**Written tasks:**
A - Copy the passage from the mining company earnings call excerpt below word for word, starting at "That said, we" and ending at "would be minimal.".
B - According to the mining company earnings call excerpt below, how much project cost is the company considering funding through project financing at Tasiast?
C - Continue the mining company earnings call excerpt below from its last sentence.

**Selected extract:**
***
Turning to our development prospects we continue to make progress at Tasiast, further evaluating opportunities to enhance project economics and de-risk execution. We’ve engaged BNP Paribas to assist and exploring project financing options. We are considering funding in the range of $700 million to $750 million of project cost and we’d expect to fund the remainder from existing cash balances and cash flow. We are continuing discussions with the Mauritania government on a range of tax and labor related issues. We have advised the government that the results of this exercise could be an important consideration in our investment decision.

That said, we are making progress with the government on these issues, for example we recently received a formal approval, final permit approval to build a seawater pipeline. In addition legislation granting the mining industry a VAT exemption has been enacted. We’re currently working with the government to understand how the exemption will be implemented. At La Coipa based on favorable results from a preliminary scoping study we plan to proceed to a prefeasibility study. The study will focus on Pompeya where the average grades we’re seeing are better than what we previously processed at La Coipa, as well as oxide and transitional mineral resources at the existing Puren deposit. The recently completed scoping study has indicated that our flowsheet for Pompeya would be much the same as that for our previous La Coipa operation, so that any changes to processing would be minimal.

Meanwhile we will continue to find future opportunities at the adjacent Catalina discovery and the surrounding district which we believe have excellent potential. Finally we continue to see exciting exploration results at Moroshka near Kupol as well as at Toronto where we are exploring a number of targets and believe there is good potential to expand the mine life. In conclusion, with another successful quarter behind us we remain firmly focused on the fundamentals of operational excellence, financial discipline and profitable mining. Our portfolio is performing well and we are solidly on track to meet our guidance for the full year. I’ll now turn the call over to Tony for more on our financial results.

Tony Giardini

Thank you, Paul. A strong operating performance underpins the strength of our balance sheet. As at June 30, Kinross had liquidity position of approximately $2.3 billion, this consists of $782 million in cash, cash equivalents and restricted cash and $1.5 billion in available undrawn credit facility. With a net debt position of $1.3 billion our net debt to EBITDA ratio at June 30, of 1.46 was well within our debt covenant of 3.5 to 1. In July we increased our financial flexibility by expanding the maturity base of the $500 million term loan and the $1.5 billion revolving credit facility by one year. With this extension our only debt maturity prior to 2018 is a $250 million senior notes due in 2016 and regular amortization payments on the Kupol loan.
***
**Data segment:**
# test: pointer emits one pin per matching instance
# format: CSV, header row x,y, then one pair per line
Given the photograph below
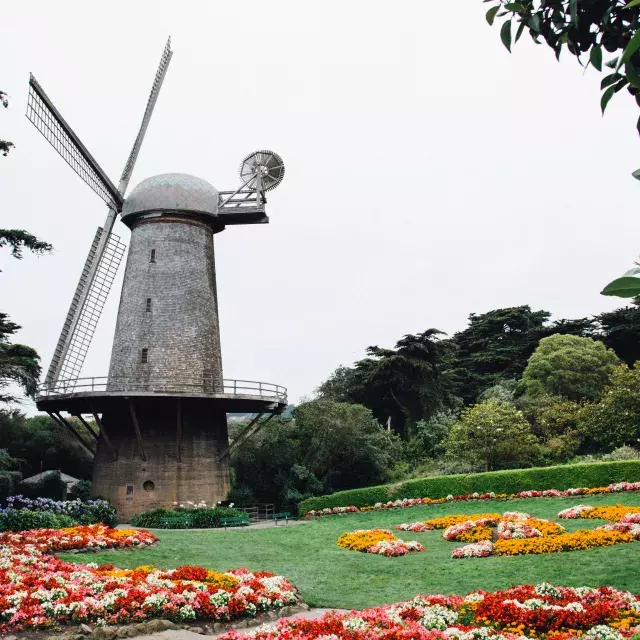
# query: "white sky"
***
**Responses by task:**
A -
That said, we are making progress with the government on these issues, for example we recently received a formal approval, final permit approval to build a seawater pipeline. In addition legislation granting the mining industry a VAT exemption has been enacted. We’re currently working with the government to understand how the exemption will be implemented. At La Coipa based on favorable results from a preliminary scoping study we plan to proceed to a prefeasibility study. The study will focus on Pompeya where the average grades we’re seeing are better than what we previously processed at La Coipa, as well as oxide and transitional mineral resources at the existing Puren deposit. The recently completed scoping study has indicated that our flowsheet for Pompeya would be much the same as that for our previous La Coipa operation, so that any changes to processing would be minimal.

B - Between $700 million and $750 million.

C -
Turning now to our second quarter performance; we delivered strong second quarter production of approximately 680,000 attributable gold equivalent ounces at cost of sale of $742 per ounce and an all in sustaining cost of $976 per ounce. However gold prices continue to have an impact on our financial results. In the second quarter the average realized gold price was $1285 per ounce and the average London pm fix was $1288 per ounce both of which are down over $100 per ounce from the same quarter last year. Adjusted operating cash flow was $228 million or $0.20 per share, 11% lower compared with Q2 2013.

Second quarter adjusted net earnings were $32 million or $0.03 per share compared to a $120 million or $0.10 a share in the seventh quarter last year. As a result of our continuing focus on financial discipline and reducing spending capital expenditures in the second quarter were $170 million down over 60% from the same quarter last year. Our focus on disciplined capital management and the strength of our balance sheet will continue to be priorities going forward. I’ll now turn the call over to Brant.

Brant Hinze

Thanks Tony. I’m very pleased to share with you another quarter of strong operating results. A full site by site summary is available on page 17 of yesterday’s news release. I’d like to touch on some operational highlights. Our Americas region performed well in the second quarter producing 363,000 gold equivalent ounces at a cost of sales of $837 per ounce. At Fort Knox, access to higher grade portion of the pit has been delayed longer than expected due to a localized failure within a temporary interim wall. As a result operating cost in the second quarter were impacted by a higher operating waste, lower grades resulting in lower production and longer haul distances which we expect to continue through the third quarter. However the impact on costs is expected to be temporary. We expect to access the higher grade ore by the end of the year and our production and cost targets for the year remain unchanged.

At Maricunga the positive trend of increasing production and declining unit cost continued in the second quarter. The team there has made a significant impact in improving operations on all fronts including better equipment availabilities, increased pressure throughput, improve the efficiency in the ADR plant, more efficient solution management schedules and enhance management of heap leach loading schedules. The results of their efforts can be seen in the operation second quarter performance with production increasing by 22% and unit cost declining by 17% compared to the first quarter.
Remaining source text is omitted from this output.